== YOUR INSTRUCTIONS ==
The answer must be every line from the entries below that contains "range".

== RECORDS SHOWN ==
○ ○ ○ ○ ○ ○ ○

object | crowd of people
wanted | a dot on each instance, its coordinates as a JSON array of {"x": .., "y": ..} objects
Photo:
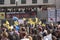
[{"x": 29, "y": 31}]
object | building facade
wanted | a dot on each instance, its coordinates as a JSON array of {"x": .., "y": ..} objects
[{"x": 40, "y": 6}]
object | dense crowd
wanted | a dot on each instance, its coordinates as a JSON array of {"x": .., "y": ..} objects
[{"x": 28, "y": 31}]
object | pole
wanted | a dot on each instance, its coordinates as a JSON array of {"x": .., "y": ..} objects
[{"x": 55, "y": 12}]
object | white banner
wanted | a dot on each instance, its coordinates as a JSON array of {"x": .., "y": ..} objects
[{"x": 21, "y": 21}]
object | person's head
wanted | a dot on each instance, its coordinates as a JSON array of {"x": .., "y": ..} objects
[{"x": 5, "y": 34}]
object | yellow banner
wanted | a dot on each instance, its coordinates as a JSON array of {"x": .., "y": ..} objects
[{"x": 2, "y": 15}]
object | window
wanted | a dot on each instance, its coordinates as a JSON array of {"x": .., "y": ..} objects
[
  {"x": 12, "y": 1},
  {"x": 34, "y": 1},
  {"x": 45, "y": 1},
  {"x": 1, "y": 1},
  {"x": 23, "y": 1}
]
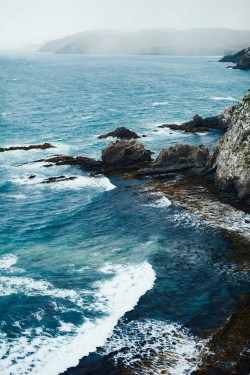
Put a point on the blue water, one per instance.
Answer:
(88, 260)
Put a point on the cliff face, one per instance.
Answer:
(241, 59)
(231, 155)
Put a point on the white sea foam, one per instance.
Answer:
(159, 200)
(102, 183)
(99, 183)
(159, 104)
(226, 99)
(4, 114)
(7, 261)
(165, 345)
(44, 354)
(17, 196)
(30, 287)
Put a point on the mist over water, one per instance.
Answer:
(90, 271)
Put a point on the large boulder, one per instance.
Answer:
(241, 59)
(182, 157)
(122, 153)
(43, 146)
(199, 124)
(121, 133)
(231, 155)
(82, 162)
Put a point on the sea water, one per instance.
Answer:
(91, 271)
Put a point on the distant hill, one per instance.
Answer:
(241, 59)
(155, 41)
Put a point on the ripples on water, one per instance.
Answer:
(80, 256)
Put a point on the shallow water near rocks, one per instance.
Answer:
(91, 271)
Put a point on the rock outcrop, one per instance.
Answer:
(50, 180)
(231, 155)
(198, 124)
(82, 162)
(177, 158)
(121, 133)
(241, 59)
(43, 146)
(124, 153)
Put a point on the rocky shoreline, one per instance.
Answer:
(241, 59)
(212, 184)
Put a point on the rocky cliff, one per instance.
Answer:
(241, 59)
(231, 154)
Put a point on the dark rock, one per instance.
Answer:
(241, 59)
(230, 156)
(176, 158)
(80, 161)
(57, 179)
(121, 133)
(43, 146)
(198, 124)
(124, 153)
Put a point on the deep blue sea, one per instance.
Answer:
(90, 271)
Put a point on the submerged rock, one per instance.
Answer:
(198, 124)
(43, 146)
(122, 133)
(124, 153)
(57, 179)
(231, 155)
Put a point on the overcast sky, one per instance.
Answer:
(34, 21)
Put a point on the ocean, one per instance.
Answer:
(94, 277)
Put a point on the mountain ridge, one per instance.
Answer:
(202, 41)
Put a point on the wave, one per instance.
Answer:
(159, 200)
(17, 196)
(35, 352)
(162, 345)
(227, 98)
(99, 183)
(159, 104)
(7, 261)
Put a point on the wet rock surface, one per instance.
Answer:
(43, 146)
(80, 161)
(177, 158)
(121, 133)
(241, 59)
(230, 156)
(198, 124)
(125, 155)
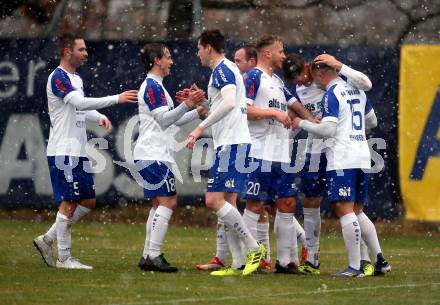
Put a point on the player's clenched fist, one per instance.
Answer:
(129, 96)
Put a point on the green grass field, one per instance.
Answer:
(114, 250)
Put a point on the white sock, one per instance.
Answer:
(222, 242)
(238, 256)
(51, 234)
(285, 234)
(300, 235)
(369, 234)
(263, 236)
(251, 220)
(351, 232)
(312, 228)
(364, 250)
(232, 218)
(64, 236)
(159, 227)
(79, 213)
(148, 232)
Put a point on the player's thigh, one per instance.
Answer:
(283, 185)
(312, 202)
(157, 178)
(313, 177)
(224, 177)
(83, 174)
(231, 198)
(167, 201)
(257, 183)
(343, 208)
(65, 184)
(215, 200)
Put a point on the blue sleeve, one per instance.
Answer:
(61, 85)
(330, 105)
(289, 95)
(368, 106)
(154, 95)
(252, 83)
(222, 76)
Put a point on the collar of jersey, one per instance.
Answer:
(155, 77)
(333, 82)
(59, 67)
(219, 63)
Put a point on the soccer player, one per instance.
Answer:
(70, 172)
(245, 58)
(346, 114)
(297, 70)
(230, 132)
(269, 123)
(153, 152)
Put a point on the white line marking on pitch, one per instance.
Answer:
(320, 291)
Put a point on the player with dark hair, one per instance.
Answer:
(230, 132)
(69, 168)
(268, 104)
(297, 70)
(346, 114)
(153, 153)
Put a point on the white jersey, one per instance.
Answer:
(311, 98)
(67, 136)
(346, 106)
(153, 142)
(270, 139)
(233, 128)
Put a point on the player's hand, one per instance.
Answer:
(182, 95)
(129, 96)
(195, 97)
(194, 87)
(283, 118)
(295, 122)
(193, 136)
(202, 111)
(105, 122)
(329, 60)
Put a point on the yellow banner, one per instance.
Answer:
(419, 131)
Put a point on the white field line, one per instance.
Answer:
(315, 292)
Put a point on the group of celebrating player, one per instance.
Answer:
(253, 117)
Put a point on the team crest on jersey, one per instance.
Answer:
(344, 191)
(222, 74)
(326, 103)
(230, 183)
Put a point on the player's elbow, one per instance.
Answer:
(366, 84)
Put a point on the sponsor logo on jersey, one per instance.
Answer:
(230, 183)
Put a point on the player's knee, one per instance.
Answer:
(254, 206)
(67, 208)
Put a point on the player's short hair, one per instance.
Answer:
(250, 51)
(266, 41)
(67, 41)
(214, 38)
(150, 52)
(293, 65)
(322, 67)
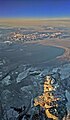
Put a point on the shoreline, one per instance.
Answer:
(59, 60)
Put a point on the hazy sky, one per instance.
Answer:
(35, 8)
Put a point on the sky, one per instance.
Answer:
(34, 8)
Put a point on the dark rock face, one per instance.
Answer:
(23, 88)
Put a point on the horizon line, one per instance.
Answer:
(35, 18)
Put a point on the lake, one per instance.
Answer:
(29, 53)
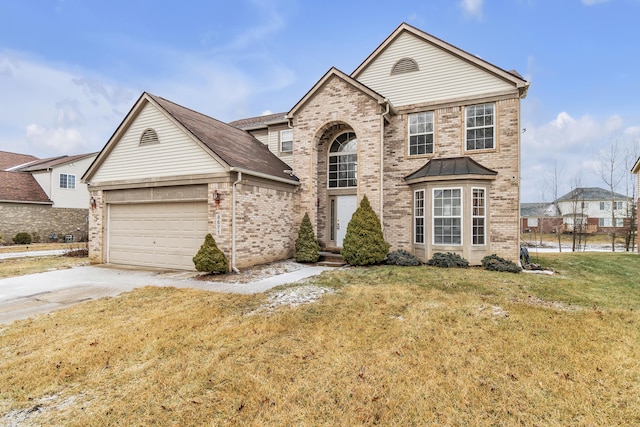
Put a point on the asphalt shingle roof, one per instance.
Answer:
(237, 148)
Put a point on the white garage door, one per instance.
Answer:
(165, 235)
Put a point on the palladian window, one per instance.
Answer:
(343, 161)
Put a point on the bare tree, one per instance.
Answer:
(610, 170)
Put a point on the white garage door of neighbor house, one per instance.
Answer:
(164, 235)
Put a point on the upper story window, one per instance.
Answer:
(67, 181)
(405, 65)
(480, 125)
(421, 133)
(343, 161)
(149, 136)
(286, 141)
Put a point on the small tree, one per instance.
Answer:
(210, 258)
(364, 243)
(307, 248)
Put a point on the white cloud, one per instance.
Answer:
(472, 8)
(592, 2)
(573, 144)
(46, 112)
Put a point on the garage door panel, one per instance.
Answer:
(165, 235)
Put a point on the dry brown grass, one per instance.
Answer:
(392, 346)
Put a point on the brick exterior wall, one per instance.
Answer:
(43, 220)
(338, 107)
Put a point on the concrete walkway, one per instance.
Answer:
(25, 296)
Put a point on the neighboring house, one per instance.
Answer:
(594, 210)
(540, 217)
(428, 132)
(636, 170)
(44, 197)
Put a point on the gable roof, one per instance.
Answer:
(511, 76)
(260, 121)
(237, 149)
(455, 166)
(334, 72)
(10, 160)
(591, 194)
(44, 164)
(21, 187)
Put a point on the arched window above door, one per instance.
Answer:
(343, 161)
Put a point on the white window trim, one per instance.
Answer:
(433, 216)
(432, 133)
(484, 216)
(493, 126)
(67, 187)
(281, 140)
(423, 216)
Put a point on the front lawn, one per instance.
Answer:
(393, 346)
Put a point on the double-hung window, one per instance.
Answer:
(421, 133)
(480, 127)
(418, 216)
(447, 216)
(67, 181)
(286, 141)
(478, 216)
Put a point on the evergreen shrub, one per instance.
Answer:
(448, 260)
(496, 263)
(210, 258)
(364, 242)
(402, 258)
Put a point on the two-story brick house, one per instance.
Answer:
(428, 132)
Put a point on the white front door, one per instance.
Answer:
(345, 207)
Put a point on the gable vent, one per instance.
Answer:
(149, 136)
(405, 65)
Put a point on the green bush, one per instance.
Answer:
(307, 248)
(403, 258)
(364, 243)
(448, 260)
(22, 239)
(496, 263)
(210, 258)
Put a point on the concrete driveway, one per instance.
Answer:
(25, 296)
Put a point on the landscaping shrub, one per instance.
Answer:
(402, 258)
(210, 258)
(22, 239)
(307, 248)
(448, 260)
(496, 263)
(364, 242)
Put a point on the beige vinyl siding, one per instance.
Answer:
(175, 155)
(261, 135)
(441, 76)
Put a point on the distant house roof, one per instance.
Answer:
(21, 187)
(10, 160)
(44, 164)
(260, 121)
(463, 166)
(590, 194)
(538, 209)
(237, 148)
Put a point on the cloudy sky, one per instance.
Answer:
(70, 70)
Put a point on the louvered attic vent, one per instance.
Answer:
(149, 136)
(405, 65)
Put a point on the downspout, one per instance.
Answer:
(233, 223)
(382, 116)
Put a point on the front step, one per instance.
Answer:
(330, 259)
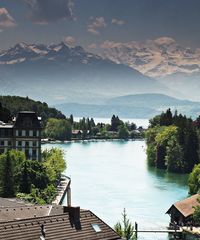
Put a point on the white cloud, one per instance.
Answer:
(96, 24)
(45, 11)
(110, 44)
(6, 20)
(92, 46)
(118, 22)
(69, 40)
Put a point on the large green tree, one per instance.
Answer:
(59, 129)
(125, 228)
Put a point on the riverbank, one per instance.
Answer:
(62, 189)
(47, 141)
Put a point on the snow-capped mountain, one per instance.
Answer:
(58, 72)
(155, 58)
(55, 52)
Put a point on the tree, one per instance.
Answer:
(54, 162)
(123, 132)
(59, 129)
(174, 156)
(115, 123)
(7, 176)
(125, 229)
(194, 180)
(196, 215)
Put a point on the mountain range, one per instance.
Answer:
(60, 73)
(132, 106)
(175, 66)
(86, 83)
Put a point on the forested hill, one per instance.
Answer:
(11, 105)
(173, 142)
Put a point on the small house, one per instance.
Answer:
(182, 212)
(77, 134)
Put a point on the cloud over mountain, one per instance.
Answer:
(118, 22)
(155, 58)
(96, 24)
(45, 11)
(6, 20)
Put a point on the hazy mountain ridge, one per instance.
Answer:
(155, 58)
(57, 71)
(133, 106)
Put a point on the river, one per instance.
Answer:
(108, 176)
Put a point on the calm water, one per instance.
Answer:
(108, 176)
(139, 122)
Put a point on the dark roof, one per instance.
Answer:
(27, 119)
(58, 227)
(186, 206)
(12, 202)
(25, 212)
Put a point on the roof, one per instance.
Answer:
(27, 119)
(6, 125)
(25, 212)
(77, 131)
(186, 206)
(58, 227)
(12, 202)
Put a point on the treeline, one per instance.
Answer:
(33, 181)
(11, 105)
(85, 128)
(173, 142)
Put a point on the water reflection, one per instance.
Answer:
(110, 175)
(171, 178)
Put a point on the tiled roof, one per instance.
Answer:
(12, 202)
(186, 206)
(25, 212)
(58, 227)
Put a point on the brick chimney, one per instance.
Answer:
(74, 216)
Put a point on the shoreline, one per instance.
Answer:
(89, 140)
(62, 189)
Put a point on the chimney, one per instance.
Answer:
(74, 216)
(69, 196)
(43, 232)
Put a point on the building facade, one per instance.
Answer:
(23, 134)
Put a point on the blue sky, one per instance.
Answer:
(86, 22)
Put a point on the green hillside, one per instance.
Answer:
(11, 105)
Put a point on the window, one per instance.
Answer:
(96, 227)
(34, 156)
(27, 133)
(27, 154)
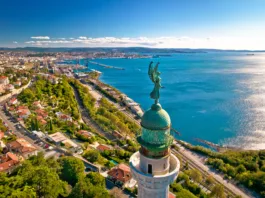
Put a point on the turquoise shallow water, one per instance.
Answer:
(219, 97)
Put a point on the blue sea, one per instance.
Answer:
(219, 97)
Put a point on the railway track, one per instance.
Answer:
(204, 173)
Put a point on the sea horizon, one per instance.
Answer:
(211, 96)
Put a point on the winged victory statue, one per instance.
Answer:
(154, 75)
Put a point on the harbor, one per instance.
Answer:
(106, 66)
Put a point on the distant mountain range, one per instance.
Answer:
(122, 49)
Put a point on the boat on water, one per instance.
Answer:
(93, 70)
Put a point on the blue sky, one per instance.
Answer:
(225, 24)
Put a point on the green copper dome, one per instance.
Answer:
(156, 118)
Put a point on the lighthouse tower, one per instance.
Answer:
(153, 166)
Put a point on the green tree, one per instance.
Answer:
(209, 180)
(72, 169)
(84, 188)
(195, 175)
(92, 155)
(218, 191)
(96, 179)
(184, 194)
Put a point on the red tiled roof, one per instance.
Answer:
(3, 77)
(121, 173)
(22, 107)
(103, 147)
(21, 145)
(85, 133)
(7, 161)
(171, 195)
(1, 135)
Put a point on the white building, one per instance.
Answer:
(153, 166)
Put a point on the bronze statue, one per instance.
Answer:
(155, 77)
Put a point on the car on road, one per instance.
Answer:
(50, 148)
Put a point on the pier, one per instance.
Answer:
(106, 66)
(217, 147)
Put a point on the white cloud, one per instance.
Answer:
(41, 37)
(252, 43)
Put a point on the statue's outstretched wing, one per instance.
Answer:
(151, 72)
(156, 68)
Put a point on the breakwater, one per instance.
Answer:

○ ○ ○ ○ ○ ○ ○

== REPLY TO THE EXERCISE ==
Put a point on the mountain range, one per instance.
Put a point on the distant mountain range, one per instance.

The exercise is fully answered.